• [Extrait du texte]
──────────

C’est vrai, mais c’est une impression visuelle due à l’image que projette Seme dans la fermeté de sa saisie qui va aller jusqu’au verrouillage. Cependant Nage n’est pas, en cet instant de saisie, physiologiquement à l’arrêt. Les éléments de son corps soumis à la saisie et à la force adverse se placent pour la déviation de celles-ci ; les jambes, les hanches, le Seika Tanden sont également en mouvement et concourent à la déviation.
Soulignons que Seme doit donner cette image de puissance et d’effort. Nage aussi devrait marquer cet instant où il reçoit la force adverse et ressent le contrôle articulaire de la prise.
Le Kata parait scindé en deux parties, est-ce exact ?
II y a effectivement une rupture de contact à un moment donné sur le dégagement de Do Gaeshi, mais ce n’est pas une rupture de Zanshin. S’il y a séparation physique, il y a une continuité mentale du Kata. La remise en œuvre, la reprise de contact se fait par l’intervention d’une autre attaque.

──────────

• [Données fournies]
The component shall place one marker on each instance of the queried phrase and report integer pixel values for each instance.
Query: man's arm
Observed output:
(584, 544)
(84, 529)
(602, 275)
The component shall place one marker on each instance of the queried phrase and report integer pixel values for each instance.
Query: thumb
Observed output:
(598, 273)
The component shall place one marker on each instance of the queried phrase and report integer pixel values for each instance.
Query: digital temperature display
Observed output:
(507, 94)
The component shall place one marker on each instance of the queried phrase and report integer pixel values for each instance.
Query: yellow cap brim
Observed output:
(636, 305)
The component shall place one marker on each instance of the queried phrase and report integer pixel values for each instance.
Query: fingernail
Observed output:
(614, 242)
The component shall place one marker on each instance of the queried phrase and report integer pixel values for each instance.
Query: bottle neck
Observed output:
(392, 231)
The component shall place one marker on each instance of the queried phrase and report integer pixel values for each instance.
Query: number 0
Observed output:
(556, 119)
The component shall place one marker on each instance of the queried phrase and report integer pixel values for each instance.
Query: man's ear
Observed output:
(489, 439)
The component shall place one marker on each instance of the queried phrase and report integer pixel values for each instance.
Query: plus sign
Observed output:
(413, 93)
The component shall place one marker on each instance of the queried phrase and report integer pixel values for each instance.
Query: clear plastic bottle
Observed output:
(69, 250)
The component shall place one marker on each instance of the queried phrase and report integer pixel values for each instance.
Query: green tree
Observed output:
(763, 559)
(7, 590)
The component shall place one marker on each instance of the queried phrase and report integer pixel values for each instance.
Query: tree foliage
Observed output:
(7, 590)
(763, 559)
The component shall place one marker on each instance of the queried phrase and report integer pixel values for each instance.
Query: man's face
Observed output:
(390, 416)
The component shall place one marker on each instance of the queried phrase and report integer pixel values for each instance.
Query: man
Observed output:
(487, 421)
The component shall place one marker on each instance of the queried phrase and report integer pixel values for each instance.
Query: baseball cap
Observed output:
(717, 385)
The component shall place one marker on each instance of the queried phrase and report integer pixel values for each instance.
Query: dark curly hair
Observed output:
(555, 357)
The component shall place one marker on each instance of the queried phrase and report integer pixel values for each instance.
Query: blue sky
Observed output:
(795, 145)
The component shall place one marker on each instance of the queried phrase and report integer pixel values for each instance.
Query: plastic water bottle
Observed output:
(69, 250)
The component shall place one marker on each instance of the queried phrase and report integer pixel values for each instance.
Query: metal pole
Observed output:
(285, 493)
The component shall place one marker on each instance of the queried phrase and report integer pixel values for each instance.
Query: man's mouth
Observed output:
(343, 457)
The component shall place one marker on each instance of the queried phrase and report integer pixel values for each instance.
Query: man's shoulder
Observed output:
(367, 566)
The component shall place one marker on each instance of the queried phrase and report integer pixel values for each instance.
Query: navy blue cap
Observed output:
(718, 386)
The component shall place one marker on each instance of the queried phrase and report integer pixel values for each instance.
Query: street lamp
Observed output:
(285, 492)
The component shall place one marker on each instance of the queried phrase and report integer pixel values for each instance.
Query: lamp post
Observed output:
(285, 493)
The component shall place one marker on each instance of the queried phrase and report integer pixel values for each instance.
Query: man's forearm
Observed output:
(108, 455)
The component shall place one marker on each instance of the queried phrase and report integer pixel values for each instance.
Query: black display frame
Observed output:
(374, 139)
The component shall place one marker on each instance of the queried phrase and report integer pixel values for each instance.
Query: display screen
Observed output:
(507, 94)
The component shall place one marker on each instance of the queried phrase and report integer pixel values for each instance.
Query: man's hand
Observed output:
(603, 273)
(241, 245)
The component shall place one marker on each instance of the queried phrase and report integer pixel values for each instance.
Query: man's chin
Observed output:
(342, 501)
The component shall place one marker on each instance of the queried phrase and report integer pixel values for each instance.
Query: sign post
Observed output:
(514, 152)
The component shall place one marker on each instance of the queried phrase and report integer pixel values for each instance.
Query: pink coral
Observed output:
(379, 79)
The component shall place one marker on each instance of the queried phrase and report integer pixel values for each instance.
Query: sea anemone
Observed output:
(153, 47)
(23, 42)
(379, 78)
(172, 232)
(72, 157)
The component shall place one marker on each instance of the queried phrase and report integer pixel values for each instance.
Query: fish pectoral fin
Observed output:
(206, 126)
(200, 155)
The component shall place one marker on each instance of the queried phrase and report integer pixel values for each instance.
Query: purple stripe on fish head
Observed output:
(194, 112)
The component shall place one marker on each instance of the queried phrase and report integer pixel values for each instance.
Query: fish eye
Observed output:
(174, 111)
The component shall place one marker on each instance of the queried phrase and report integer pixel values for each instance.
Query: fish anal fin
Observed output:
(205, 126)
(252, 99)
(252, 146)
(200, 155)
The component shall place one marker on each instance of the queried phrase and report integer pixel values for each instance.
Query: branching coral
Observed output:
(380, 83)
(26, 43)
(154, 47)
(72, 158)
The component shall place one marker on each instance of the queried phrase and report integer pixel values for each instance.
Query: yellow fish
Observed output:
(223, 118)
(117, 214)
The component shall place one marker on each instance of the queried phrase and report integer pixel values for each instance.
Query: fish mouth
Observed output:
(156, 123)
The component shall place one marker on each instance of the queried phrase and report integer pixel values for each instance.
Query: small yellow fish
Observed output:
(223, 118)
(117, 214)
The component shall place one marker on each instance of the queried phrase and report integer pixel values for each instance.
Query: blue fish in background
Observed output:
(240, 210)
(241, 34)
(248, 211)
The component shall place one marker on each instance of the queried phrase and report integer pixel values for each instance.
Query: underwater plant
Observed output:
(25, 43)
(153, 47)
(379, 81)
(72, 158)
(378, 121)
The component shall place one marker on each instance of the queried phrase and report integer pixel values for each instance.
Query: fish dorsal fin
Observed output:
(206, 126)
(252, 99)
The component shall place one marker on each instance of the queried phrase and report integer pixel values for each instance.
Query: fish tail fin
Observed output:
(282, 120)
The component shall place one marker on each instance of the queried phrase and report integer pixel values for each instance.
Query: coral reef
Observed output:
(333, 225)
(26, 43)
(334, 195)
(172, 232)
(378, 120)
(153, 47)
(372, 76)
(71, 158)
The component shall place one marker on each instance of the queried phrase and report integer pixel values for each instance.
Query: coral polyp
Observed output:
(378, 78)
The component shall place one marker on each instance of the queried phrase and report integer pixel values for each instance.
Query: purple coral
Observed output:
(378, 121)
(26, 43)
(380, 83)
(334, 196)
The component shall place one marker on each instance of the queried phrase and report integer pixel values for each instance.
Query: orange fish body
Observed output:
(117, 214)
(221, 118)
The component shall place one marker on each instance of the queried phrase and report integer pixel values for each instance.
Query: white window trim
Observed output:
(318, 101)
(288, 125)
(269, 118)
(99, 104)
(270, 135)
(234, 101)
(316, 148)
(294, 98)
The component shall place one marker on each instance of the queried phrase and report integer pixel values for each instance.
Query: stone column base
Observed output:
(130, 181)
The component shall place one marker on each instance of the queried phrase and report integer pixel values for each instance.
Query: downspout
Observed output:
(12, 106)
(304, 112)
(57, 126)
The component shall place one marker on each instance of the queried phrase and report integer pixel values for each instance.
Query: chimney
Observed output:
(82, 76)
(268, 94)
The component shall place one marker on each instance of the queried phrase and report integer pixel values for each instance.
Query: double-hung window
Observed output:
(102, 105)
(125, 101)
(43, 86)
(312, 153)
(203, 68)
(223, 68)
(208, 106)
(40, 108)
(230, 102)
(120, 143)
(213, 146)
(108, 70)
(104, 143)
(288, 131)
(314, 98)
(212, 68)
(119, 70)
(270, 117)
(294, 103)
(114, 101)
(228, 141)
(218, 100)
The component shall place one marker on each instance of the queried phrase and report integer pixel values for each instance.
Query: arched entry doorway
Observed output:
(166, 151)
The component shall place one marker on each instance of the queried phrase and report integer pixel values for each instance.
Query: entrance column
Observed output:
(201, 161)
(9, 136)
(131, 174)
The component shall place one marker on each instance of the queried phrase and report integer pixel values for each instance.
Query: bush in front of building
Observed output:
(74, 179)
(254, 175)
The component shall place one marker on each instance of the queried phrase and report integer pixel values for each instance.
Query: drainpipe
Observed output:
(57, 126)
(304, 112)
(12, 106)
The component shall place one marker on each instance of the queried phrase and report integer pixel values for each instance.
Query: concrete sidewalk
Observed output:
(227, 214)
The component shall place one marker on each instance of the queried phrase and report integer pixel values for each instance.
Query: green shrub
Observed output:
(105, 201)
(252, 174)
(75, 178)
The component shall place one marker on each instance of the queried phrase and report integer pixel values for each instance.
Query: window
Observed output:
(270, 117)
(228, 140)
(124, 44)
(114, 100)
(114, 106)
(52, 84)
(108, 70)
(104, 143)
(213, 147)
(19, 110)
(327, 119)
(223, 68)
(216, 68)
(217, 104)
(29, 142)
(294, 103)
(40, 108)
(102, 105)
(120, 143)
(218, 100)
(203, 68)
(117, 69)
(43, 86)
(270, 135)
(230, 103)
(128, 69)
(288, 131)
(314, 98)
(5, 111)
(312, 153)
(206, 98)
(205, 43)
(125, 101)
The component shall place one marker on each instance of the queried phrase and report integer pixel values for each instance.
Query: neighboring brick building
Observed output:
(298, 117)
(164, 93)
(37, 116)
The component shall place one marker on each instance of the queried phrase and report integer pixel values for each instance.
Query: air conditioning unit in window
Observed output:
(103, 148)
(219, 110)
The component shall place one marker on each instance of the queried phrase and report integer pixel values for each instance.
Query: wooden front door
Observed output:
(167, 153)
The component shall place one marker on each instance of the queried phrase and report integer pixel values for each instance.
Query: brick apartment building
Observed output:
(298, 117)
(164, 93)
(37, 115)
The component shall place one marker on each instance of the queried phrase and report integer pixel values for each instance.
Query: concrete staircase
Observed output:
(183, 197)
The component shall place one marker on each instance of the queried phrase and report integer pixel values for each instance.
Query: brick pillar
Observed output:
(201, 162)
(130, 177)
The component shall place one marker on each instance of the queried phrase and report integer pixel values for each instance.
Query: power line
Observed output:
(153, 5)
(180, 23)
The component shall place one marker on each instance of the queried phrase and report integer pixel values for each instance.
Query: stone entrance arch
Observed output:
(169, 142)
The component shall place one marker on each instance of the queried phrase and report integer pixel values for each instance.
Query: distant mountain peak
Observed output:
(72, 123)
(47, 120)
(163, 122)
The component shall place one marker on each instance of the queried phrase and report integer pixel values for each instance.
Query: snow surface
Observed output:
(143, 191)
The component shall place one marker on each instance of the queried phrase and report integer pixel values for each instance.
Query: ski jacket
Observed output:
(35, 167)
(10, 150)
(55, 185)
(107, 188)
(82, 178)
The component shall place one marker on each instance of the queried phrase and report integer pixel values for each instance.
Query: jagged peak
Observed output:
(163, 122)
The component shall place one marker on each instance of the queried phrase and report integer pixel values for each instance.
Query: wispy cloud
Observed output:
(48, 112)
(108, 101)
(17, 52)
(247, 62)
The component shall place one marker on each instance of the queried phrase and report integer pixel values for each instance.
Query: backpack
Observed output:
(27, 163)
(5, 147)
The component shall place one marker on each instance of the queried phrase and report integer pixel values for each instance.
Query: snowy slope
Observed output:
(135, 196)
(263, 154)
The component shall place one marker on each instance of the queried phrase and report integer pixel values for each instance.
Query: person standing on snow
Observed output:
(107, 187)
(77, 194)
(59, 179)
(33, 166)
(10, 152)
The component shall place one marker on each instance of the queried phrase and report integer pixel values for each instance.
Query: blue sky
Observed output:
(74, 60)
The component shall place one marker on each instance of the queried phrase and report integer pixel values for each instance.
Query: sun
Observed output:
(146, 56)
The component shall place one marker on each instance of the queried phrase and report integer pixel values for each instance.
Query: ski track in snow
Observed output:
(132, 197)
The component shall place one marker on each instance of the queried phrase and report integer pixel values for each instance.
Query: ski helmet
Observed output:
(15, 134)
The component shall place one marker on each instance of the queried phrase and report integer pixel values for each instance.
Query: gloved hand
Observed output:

──────────

• [Actions demandées]
1. Transcrivez, dans l'extrait sur le kata, tout ce qui va de « C’est vrai, mais » jusqu'à « à la déviation. ».
2. Répondez brièvement à ces questions sur l'extrait sur le kata :
(a) Quelles parties du corps de Nage sont également en mouvement et concourent à la déviation ?
(b) Sur quel dégagement se produit la rupture de contact ?
(c) Par quoi se fait la reprise de contact ?

• [Résultats par tâche]
1.
C’est vrai, mais c’est une impression visuelle due à l’image que projette Seme dans la fermeté de sa saisie qui va aller jusqu’au verrouillage. Cependant Nage n’est pas, en cet instant de saisie, physiologiquement à l’arrêt. Les éléments de son corps soumis à la saisie et à la force adverse se placent pour la déviation de celles-ci ; les jambes, les hanches, le Seika Tanden sont également en mouvement et concourent à la déviation.

2.
(a) Les jambes, les hanches et le Seika Tanden.
(b) Sur le dégagement de Do Gaeshi.
(c) Par l'intervention d'une autre attaque.